• _Problem to work on_: What you write must match, character for character, the lines from the one with "to the shrub" down to the one with "to the magpie" in the listing below, minus its pictures.

Data provided START

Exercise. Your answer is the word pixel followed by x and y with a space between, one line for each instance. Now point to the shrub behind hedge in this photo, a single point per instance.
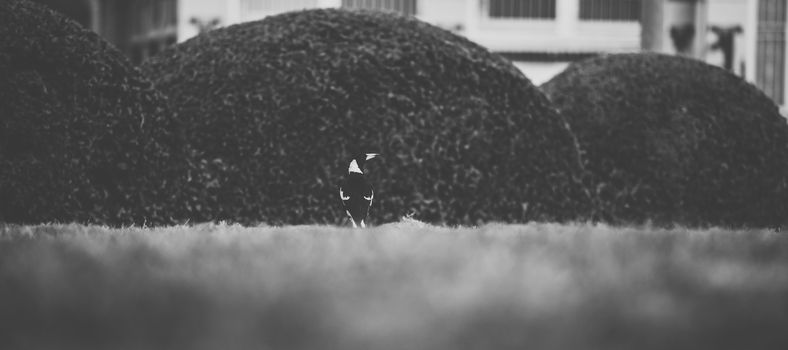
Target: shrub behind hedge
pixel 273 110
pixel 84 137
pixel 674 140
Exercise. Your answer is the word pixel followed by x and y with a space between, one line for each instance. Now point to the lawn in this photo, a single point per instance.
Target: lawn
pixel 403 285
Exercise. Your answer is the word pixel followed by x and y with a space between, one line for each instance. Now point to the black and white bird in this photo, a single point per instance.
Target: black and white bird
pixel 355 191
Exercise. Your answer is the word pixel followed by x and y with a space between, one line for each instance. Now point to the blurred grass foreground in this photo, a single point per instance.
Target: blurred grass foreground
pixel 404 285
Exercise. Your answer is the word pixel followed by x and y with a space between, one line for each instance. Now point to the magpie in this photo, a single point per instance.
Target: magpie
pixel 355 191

Data provided END
Data provided START

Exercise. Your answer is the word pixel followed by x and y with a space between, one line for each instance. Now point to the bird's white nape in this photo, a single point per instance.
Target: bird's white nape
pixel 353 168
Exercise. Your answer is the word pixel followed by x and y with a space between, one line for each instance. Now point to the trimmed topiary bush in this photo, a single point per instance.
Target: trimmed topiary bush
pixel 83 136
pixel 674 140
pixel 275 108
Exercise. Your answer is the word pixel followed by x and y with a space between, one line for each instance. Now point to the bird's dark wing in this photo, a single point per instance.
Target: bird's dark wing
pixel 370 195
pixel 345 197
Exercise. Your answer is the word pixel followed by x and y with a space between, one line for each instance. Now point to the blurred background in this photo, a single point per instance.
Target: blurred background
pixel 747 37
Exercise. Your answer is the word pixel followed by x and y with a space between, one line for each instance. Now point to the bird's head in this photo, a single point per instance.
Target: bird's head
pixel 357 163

Data provided END

• _Reply to the task_:
Exercise. Your answer is the word pixel followed by x and y with a space between, one line for each instance. Now point to the shrub behind hedge in this photo, a single point per instance.
Target: shrub behind hedge
pixel 273 110
pixel 84 137
pixel 674 140
Exercise. Your answer is the word pixel followed by x and y with a space between, one line for each instance. Now point to the lawn in this photo, a single point per instance.
Target: lawn
pixel 403 285
Exercise. Your answer is the word pixel followed by x and y with a space between, one line for each instance. Now point to the black and white bird in this photo, a single point per instance.
Target: black and white bird
pixel 355 191
Exercise. Your answer is the word pixel followed by x and y with a space between, one line for each instance. Now point to the blurred grass foreground in this photo, a single point per instance.
Target: blurred grass foreground
pixel 404 285
Exercise. Your answer is the word pixel followed by x and y with a space between, one line for each instance. Now point to the magpie in this photo, a single point per instance.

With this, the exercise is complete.